┌──

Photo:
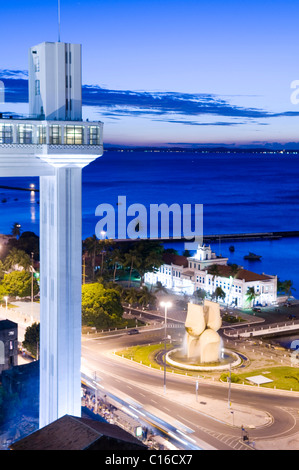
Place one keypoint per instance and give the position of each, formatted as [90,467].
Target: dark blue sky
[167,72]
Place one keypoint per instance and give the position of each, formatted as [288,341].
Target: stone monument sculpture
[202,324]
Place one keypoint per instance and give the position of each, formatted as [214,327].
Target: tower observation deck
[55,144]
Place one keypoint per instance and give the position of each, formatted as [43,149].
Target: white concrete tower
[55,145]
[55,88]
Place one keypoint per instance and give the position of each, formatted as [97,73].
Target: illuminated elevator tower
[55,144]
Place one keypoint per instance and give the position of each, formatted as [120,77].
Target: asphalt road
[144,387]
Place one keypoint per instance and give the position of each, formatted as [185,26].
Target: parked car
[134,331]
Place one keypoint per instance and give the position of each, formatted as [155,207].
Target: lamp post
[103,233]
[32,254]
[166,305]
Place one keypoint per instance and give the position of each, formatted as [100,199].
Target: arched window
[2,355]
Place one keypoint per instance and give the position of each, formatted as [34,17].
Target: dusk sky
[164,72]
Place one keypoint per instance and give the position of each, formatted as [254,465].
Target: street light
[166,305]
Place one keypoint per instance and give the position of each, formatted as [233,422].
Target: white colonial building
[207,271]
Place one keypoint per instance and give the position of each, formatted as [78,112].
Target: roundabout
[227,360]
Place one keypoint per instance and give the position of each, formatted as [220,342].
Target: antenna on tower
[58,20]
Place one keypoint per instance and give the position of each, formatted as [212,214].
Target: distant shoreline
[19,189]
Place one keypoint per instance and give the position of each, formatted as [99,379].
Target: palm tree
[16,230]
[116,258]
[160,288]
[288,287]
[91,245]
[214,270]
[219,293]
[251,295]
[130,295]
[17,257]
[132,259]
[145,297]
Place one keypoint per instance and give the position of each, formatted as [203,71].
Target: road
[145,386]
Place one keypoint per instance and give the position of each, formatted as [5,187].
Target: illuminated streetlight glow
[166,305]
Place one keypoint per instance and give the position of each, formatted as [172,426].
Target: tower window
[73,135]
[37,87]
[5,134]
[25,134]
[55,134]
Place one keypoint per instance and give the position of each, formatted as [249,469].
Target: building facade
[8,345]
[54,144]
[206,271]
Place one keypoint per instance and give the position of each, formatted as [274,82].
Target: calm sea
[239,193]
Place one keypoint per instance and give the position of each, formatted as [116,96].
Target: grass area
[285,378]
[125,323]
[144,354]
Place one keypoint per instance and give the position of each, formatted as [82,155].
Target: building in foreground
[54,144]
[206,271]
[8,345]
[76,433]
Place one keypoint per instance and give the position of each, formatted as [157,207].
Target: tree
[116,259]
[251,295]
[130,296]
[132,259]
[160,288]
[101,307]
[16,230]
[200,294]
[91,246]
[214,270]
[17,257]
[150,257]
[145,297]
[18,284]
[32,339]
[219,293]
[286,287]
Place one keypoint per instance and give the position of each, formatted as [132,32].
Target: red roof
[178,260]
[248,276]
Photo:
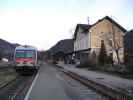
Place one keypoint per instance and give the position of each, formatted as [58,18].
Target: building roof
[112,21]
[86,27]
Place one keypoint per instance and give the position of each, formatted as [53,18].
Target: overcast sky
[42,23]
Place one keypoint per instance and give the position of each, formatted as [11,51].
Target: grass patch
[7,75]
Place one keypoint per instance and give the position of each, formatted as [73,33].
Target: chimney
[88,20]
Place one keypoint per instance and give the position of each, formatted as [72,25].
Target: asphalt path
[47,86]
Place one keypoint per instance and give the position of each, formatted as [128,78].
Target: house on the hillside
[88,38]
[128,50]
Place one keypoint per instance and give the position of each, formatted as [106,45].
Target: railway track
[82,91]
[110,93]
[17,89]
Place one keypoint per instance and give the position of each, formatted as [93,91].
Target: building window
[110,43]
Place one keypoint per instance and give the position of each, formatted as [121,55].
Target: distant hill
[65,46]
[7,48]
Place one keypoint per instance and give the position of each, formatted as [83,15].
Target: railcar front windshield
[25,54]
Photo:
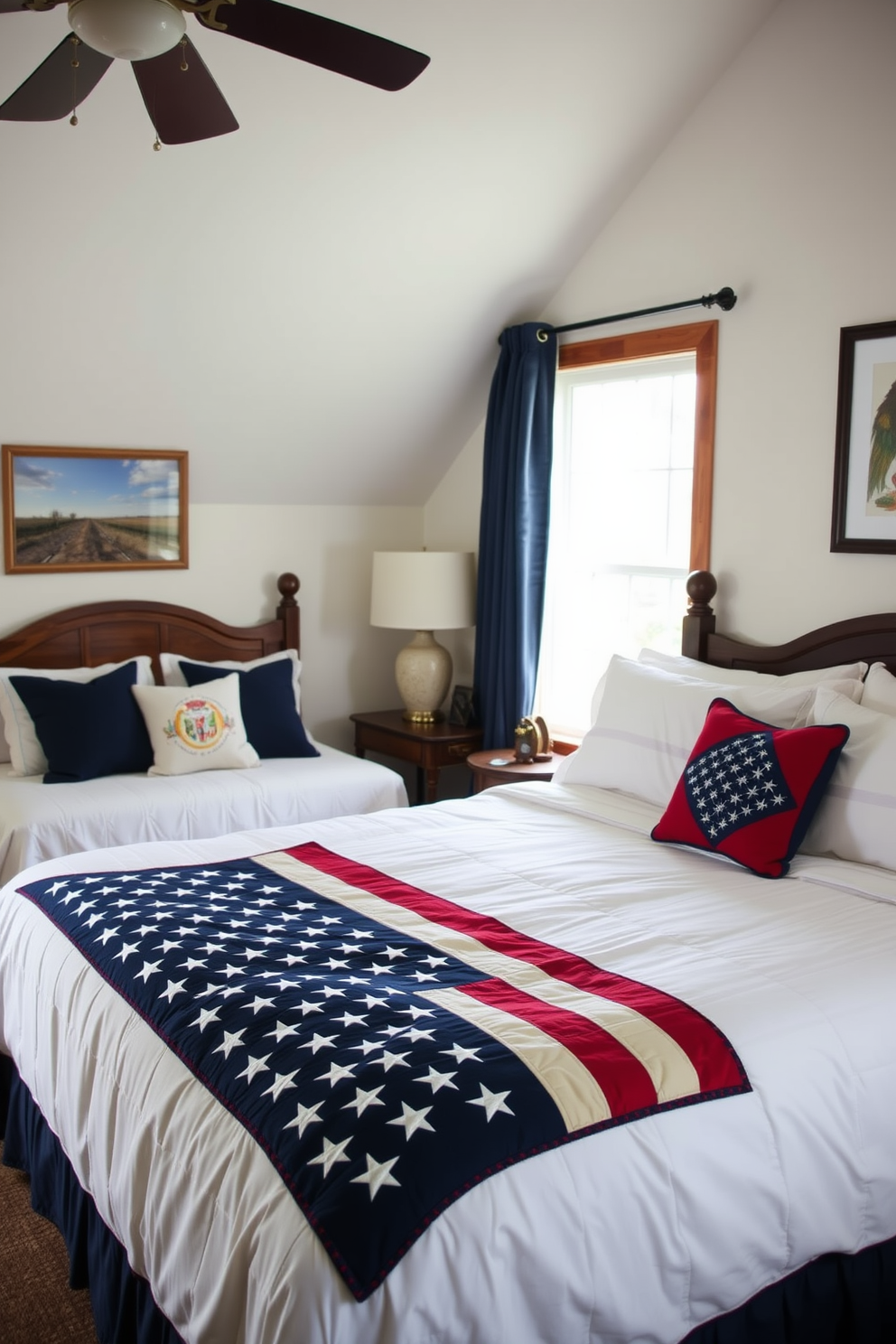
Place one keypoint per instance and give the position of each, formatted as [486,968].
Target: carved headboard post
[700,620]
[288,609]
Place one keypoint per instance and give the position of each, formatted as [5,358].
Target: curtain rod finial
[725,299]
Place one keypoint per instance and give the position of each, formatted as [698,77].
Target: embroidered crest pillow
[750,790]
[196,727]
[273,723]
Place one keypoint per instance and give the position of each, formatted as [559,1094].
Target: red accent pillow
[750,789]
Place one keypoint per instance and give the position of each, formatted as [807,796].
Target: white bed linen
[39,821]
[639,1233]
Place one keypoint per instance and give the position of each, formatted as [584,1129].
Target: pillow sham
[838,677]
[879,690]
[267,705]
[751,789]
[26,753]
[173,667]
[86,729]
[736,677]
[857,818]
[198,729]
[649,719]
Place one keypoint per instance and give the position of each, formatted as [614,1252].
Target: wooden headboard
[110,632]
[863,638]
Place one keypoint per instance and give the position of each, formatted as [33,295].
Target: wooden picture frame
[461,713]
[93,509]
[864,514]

└──

WHAT THE TASK ASKS:
Leave out the pictures and output the rest of the records exactly.

ANSWER TO THIS EXERCISE:
Photo:
Place one keypoint per instance and give the position of each, formatted as [90,467].
Target: dark blue sky
[167,72]
Place one keypoint per instance and give the position of each, formatted as [288,341].
Target: stone monument sculpture
[202,324]
Place one keypoint per instance and give the position of each, formatted as [214,327].
Target: tower observation deck
[55,144]
Place one keypoint per instance and give the position of each, formatted as [43,149].
Target: white concrete tower
[55,145]
[55,88]
Place one keypoint per instance and give the position of each, formatted as [97,73].
Target: illuminated elevator tower
[55,144]
Place one keypoint per instance and give the position of each, formatted as [120,77].
Target: asphalt road
[144,387]
Place one keypoint per instance and give the position of each, formatted as [185,26].
Target: parked car
[134,331]
Place one keypoint per instance and give the position of each, formatted as [155,207].
Target: lamp post
[103,233]
[32,254]
[166,305]
Place one keypoint per instance and give the position of each, formatted as [100,199].
Target: arched window
[2,355]
Place one keypoint per instance and give the position of each, formatted as [34,17].
Target: dusk sky
[164,72]
Place one keypoint per instance and give the position of each, formatted as [254,465].
Target: street light
[166,305]
Place one keypoint per instance and give the position of each, formatted as [233,422].
Target: white colonial building
[207,271]
Place one keypoint per instance and give the position of each, formatted as [78,112].
Target: roundabout
[227,360]
Place one keypoint per instance and give the position of each, formatted as [220,342].
Target: antenna on tower
[58,20]
Place one keypoint per instance and give the position of each, formatted as [212,214].
Target: distant shoreline
[19,189]
Place one keypoint per instance and give the position of each, formatted as [99,379].
Target: palm tree
[16,230]
[116,258]
[160,288]
[288,287]
[91,245]
[214,270]
[219,293]
[251,295]
[130,295]
[17,257]
[132,259]
[145,297]
Place one keypoint per instance and give the position of each, formatted as [203,71].
Target: road
[145,386]
Place one keypoint per instance and give the position of each, formatted as [5,187].
Target: illuminated streetlight glow
[166,305]
Place one keypoint per instance and give the position of each, formatted as [172,426].
Target: tower window
[73,135]
[37,87]
[5,134]
[25,134]
[55,134]
Place one keypoint per instance and give the position of each, formatted as [249,469].
Target: building facade
[8,345]
[54,144]
[206,271]
Place one keypoint per instance and give the position of each, formatted as [274,82].
Target: calm sea
[239,193]
Place one keypoint per instance and give the position of each, formatted as [116,96].
Target: grass area
[285,378]
[125,323]
[144,354]
Place one keypoint per instance and give the position of each, formatted as [82,155].
Target: building in foreground
[54,144]
[206,271]
[8,345]
[76,433]
Place one keypoint per instance and give the position of each, formatted as [157,207].
Target: tree
[116,259]
[251,295]
[130,296]
[132,259]
[160,288]
[101,307]
[16,230]
[200,294]
[91,246]
[214,270]
[17,257]
[150,257]
[145,297]
[18,284]
[32,339]
[219,293]
[286,287]
Place one keypoint per instance and give the position of each, formatted as [132,32].
Target: red roof
[178,260]
[248,276]
Photo:
Place one keypoint per instance and give the position of each, formatted as [58,18].
Target: building roof
[112,21]
[86,27]
Place one keypoint per instance and give the position of each, formatted as [53,18].
Target: overcast sky
[42,23]
Place one keypoint per instance and give the position of each, formatted as [11,51].
Target: grass patch
[7,75]
Place one keypoint per instance and give the position of each, formatted as [73,33].
Target: chimney
[88,20]
Place one keypoint per instance and give the position of each, formatted as [72,25].
Target: asphalt path
[47,86]
Place one keypoint per instance and give the position of each, formatted as [128,78].
Target: house on the hillside
[88,38]
[128,50]
Place one keypoint per instance and give the position of each, formatted as [106,45].
Target: railway track
[82,91]
[110,93]
[17,89]
Place one keypoint per instance and give the position of each, formatted as [93,91].
Target: building window
[110,43]
Place one keypoint per instance and give the position of each, formatted as [121,55].
Target: distant hill
[65,46]
[7,48]
Place one keypoint per instance and give the position of each, formatted as [83,15].
Target: railcar front windshield
[25,54]
Photo:
Place one keypoint per instance and give the position of each, formatted as [486,968].
Target: carved headboard post
[700,620]
[288,609]
Place one keypoint per instance and give the position of each, formatted as [5,358].
Target: curtain rod finial
[725,299]
Place one keypoint per instance and give the position of each, formatted as [698,77].
Target: embroidered crest pillow
[750,790]
[196,727]
[273,723]
Place one keypoint per instance and give the position of each, formatted as [559,1094].
Target: red accent pillow
[750,789]
Place one keypoint per instance and give the position of each, formatted as [807,796].
Target: white bed linen
[39,821]
[639,1233]
Place one keypoint per instance and give the position of each, formatted as [584,1129].
Target: pillow sham
[838,677]
[879,690]
[267,705]
[751,789]
[26,753]
[173,667]
[86,729]
[736,677]
[857,818]
[198,729]
[649,719]
Place one keypoint per instance and give the position of each, formatted as [614,1252].
Target: wooden headboard
[110,632]
[863,638]
Place one keypoint per instance and give the position of each, formatted as [33,295].
Target: wooden picture frame
[461,713]
[93,509]
[864,514]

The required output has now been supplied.